**Excerpted text**:
"""
Focal cooling of brain parenchyma in a transient large vessel occlusion model: proof-of-concept

Abstract

INTRODUCTION: The neuroprotective benefit of therapeutic hypothermia (TH) has been demonstrated, but systemic side effects and time required to achieve effective TH in acute ischemic stroke (AIS) care limits clinical use. We investigate rapid and localized cooling using a novel insulated catheter in an ischemia-reperfusion model. METHODS: In phase I (n=4), cold saline was delivered to the canine internal carotid artery via an insulated catheter. Temperature was measured using intracerebral thermocouples. The coolant flow rate was varied to meet a target temperature of 31-32 degrees C in the hemisphere infused. In phase II (n=8), a temporary middle cerebral artery occlusion was created. Five dogs underwent localized TH at the optimal flow rate from phase I, and the remaining animals were untreated controls. Cooling was initiated 5 min before recanalization and continued for an additional 20 min following 45 min of occlusion duration. The outcome was infarct volume and neurological function. RESULTS: Ipsilateral tissue cooling rates were 2.2+/-2.5 degrees C/min at a flow rate of 20-40 mL/min with an observed minimum of 23.8 degrees C. Tissue cooling was localized to the ipsilateral side of the infusion with little impact on temperatures of the core or contralateral hemisphere of the brain. In phase II, animals tolerated TH with minimal systemic impact. Infarct volume in treated animals was 0.2+/-0.2 cm(3), which was smaller than in sham animals (3.8+/-1.0 cm(3)) as well as six untreated historical control animals (4.0+/-2.8 cm(3)) (p=0.013). CONCLUSIONS: Proof-of-concept data show that localised brain TH can be quickly and safely achieved through a novel insulated catheter. The small infarct volumes suggest potential benefit for this approach.
"""
Referring-expression pointing data
"""
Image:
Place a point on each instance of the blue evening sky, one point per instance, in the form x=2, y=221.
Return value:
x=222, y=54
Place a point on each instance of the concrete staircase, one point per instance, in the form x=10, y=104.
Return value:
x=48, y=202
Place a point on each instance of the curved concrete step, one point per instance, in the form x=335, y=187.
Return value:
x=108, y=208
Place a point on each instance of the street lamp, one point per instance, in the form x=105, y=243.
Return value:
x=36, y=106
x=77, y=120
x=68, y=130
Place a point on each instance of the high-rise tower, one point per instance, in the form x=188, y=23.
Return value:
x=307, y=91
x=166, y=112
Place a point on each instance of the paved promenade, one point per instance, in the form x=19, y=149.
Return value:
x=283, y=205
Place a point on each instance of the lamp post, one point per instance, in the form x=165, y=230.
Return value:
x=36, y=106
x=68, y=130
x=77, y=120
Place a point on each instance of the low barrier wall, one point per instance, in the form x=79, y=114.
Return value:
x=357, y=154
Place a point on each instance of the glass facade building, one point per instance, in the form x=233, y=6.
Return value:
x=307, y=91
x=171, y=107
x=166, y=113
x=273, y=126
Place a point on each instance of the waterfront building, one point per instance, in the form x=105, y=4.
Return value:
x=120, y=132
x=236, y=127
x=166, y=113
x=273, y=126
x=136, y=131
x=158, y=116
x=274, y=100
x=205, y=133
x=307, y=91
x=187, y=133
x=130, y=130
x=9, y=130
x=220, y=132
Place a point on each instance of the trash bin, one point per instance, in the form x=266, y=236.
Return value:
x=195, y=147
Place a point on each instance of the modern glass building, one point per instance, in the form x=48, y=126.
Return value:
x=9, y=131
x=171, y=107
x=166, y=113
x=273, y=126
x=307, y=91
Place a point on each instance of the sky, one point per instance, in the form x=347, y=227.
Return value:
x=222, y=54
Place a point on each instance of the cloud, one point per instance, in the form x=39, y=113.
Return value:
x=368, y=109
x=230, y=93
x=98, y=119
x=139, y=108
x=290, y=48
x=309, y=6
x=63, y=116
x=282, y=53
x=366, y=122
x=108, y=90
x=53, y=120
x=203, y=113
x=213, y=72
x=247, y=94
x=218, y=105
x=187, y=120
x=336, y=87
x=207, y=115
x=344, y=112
"""
**Exercise goal**: According to the abstract on focal brain cooling, what has limited the clinical use of therapeutic hypothermia in acute ischemic stroke care? Answer in one to three sentences. You don't need the items for this.

**Your solution**: Its clinical use has been limited by its systemic side effects and by the time it takes to reach effective therapeutic hypothermia in acute ischemic stroke care.